─── Listed records

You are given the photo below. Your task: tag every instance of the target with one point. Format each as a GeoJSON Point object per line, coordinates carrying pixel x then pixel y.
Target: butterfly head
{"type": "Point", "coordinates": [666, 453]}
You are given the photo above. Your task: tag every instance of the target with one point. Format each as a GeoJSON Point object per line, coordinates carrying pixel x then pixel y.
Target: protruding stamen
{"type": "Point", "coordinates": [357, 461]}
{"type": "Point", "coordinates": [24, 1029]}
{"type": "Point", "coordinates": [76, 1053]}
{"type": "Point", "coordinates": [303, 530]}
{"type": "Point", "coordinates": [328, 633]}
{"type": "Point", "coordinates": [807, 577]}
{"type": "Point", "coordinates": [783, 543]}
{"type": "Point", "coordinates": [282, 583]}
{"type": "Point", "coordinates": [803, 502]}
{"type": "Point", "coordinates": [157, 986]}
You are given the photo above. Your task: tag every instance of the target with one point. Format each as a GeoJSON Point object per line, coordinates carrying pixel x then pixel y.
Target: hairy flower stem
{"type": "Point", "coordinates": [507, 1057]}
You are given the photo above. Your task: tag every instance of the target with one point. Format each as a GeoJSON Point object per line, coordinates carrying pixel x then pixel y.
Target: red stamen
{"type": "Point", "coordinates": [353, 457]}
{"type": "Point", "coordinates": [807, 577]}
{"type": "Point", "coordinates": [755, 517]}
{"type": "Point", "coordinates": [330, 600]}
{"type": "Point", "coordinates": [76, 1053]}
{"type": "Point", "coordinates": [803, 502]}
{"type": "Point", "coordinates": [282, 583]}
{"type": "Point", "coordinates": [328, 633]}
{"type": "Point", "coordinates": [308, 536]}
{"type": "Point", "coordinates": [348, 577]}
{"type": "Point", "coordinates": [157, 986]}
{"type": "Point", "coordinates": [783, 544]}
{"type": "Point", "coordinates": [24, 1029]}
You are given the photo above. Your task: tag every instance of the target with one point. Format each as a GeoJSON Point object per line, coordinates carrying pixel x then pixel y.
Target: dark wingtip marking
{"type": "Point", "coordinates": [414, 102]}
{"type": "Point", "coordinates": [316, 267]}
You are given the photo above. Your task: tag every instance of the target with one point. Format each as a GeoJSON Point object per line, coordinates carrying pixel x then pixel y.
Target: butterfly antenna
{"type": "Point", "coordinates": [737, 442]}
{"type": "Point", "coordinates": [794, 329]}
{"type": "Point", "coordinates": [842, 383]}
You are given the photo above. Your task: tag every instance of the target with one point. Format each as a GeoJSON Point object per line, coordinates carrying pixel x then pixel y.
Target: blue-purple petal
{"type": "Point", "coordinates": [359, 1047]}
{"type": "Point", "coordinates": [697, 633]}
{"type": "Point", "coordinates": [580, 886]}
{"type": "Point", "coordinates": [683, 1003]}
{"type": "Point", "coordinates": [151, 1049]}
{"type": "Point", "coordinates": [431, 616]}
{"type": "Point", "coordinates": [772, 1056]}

──────

● **What you need to do**
Above are the records; retype them all without a single difference.

● **Correct result**
You are given the photo below. Your task: tag every instance of the target with one point. Format each as a GeoJSON Point object per line, coordinates carrying pixel x then pixel y.
Target: butterfly head
{"type": "Point", "coordinates": [666, 453]}
You are given the photo above. Your task: tag every instance of the target with one point. Format each as a GeoJSON Point object per line, coordinates carrying pixel x then pixel y.
Target: protruding stamen
{"type": "Point", "coordinates": [357, 461]}
{"type": "Point", "coordinates": [24, 1029]}
{"type": "Point", "coordinates": [76, 1053]}
{"type": "Point", "coordinates": [303, 530]}
{"type": "Point", "coordinates": [328, 633]}
{"type": "Point", "coordinates": [807, 577]}
{"type": "Point", "coordinates": [783, 543]}
{"type": "Point", "coordinates": [282, 583]}
{"type": "Point", "coordinates": [803, 502]}
{"type": "Point", "coordinates": [157, 986]}
You are given the photo above. Your task: tag every instance of the target with one point. Format each as a GeoJSON Point object per line, coordinates carrying pixel x then pixel y.
Target: hairy flower stem
{"type": "Point", "coordinates": [507, 1057]}
You are given the photo above. Your task: tag every instance of the target with one point. Format each as a GeoJSON Point object per line, coordinates carrying pixel x then pixel y.
Target: red stamen
{"type": "Point", "coordinates": [353, 457]}
{"type": "Point", "coordinates": [807, 577]}
{"type": "Point", "coordinates": [755, 517]}
{"type": "Point", "coordinates": [330, 600]}
{"type": "Point", "coordinates": [76, 1053]}
{"type": "Point", "coordinates": [803, 502]}
{"type": "Point", "coordinates": [282, 583]}
{"type": "Point", "coordinates": [328, 633]}
{"type": "Point", "coordinates": [308, 536]}
{"type": "Point", "coordinates": [348, 577]}
{"type": "Point", "coordinates": [157, 986]}
{"type": "Point", "coordinates": [783, 544]}
{"type": "Point", "coordinates": [24, 1029]}
You are given the photo above. Your task: tag every instance of the target with one point. Format each as a GeoJSON Point object per line, coordinates carrying pixel x then pixel y.
Target: dark wingtip marking
{"type": "Point", "coordinates": [414, 102]}
{"type": "Point", "coordinates": [316, 267]}
You are given the photo above. Your task: tag every instance of the target with one point. Format each as a GeoJSON Point object per line, coordinates carrying pixel x then pixel y.
Target: butterfly antenna
{"type": "Point", "coordinates": [737, 442]}
{"type": "Point", "coordinates": [794, 329]}
{"type": "Point", "coordinates": [842, 383]}
You are given the photo above. Your task: tag every instance of the target with one point. Format each as a GeoJSON Point object per line, coordinates carrying pixel x then pixel y.
Target: blue-purple petal
{"type": "Point", "coordinates": [359, 1047]}
{"type": "Point", "coordinates": [697, 633]}
{"type": "Point", "coordinates": [580, 886]}
{"type": "Point", "coordinates": [683, 1003]}
{"type": "Point", "coordinates": [151, 1049]}
{"type": "Point", "coordinates": [431, 616]}
{"type": "Point", "coordinates": [772, 1056]}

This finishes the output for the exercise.